- Data to examine

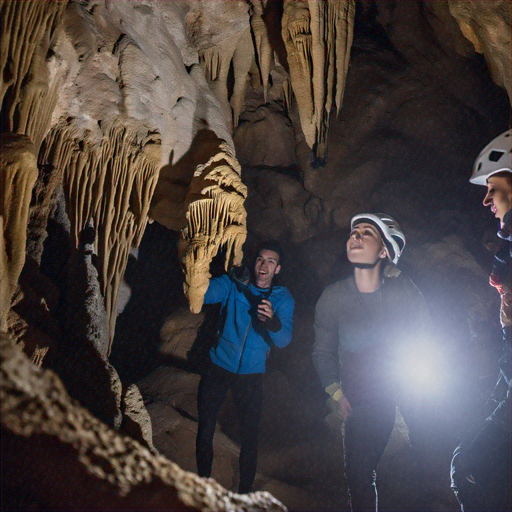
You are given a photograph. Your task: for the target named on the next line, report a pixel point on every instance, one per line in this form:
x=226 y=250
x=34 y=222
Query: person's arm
x=218 y=290
x=325 y=349
x=279 y=323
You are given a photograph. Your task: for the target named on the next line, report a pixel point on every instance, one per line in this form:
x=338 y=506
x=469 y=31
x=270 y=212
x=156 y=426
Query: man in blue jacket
x=256 y=315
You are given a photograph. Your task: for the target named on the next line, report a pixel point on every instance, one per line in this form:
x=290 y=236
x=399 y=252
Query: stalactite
x=242 y=60
x=318 y=37
x=18 y=173
x=110 y=183
x=216 y=218
x=28 y=28
x=262 y=44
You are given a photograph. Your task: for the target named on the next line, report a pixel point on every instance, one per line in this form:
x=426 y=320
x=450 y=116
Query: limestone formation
x=109 y=181
x=264 y=51
x=488 y=26
x=18 y=173
x=59 y=450
x=318 y=37
x=216 y=219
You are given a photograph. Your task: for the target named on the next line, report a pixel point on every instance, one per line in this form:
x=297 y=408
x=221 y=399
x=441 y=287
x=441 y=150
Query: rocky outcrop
x=487 y=25
x=66 y=459
x=18 y=172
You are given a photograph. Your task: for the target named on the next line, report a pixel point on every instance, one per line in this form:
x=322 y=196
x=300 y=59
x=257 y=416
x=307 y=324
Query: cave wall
x=223 y=121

- Directions
Set down nothing but the lines from the one containing "x=297 y=408" through the final line above, exactly as written.

- Problem solution
x=297 y=408
x=221 y=399
x=441 y=287
x=441 y=150
Query: rocky outcrop
x=487 y=25
x=66 y=459
x=18 y=172
You are given a photograph. Your task: for the target named on the next line, report a pixel point on every instance, one per line in this form:
x=322 y=196
x=300 y=59
x=257 y=416
x=307 y=324
Query: cave wall
x=223 y=121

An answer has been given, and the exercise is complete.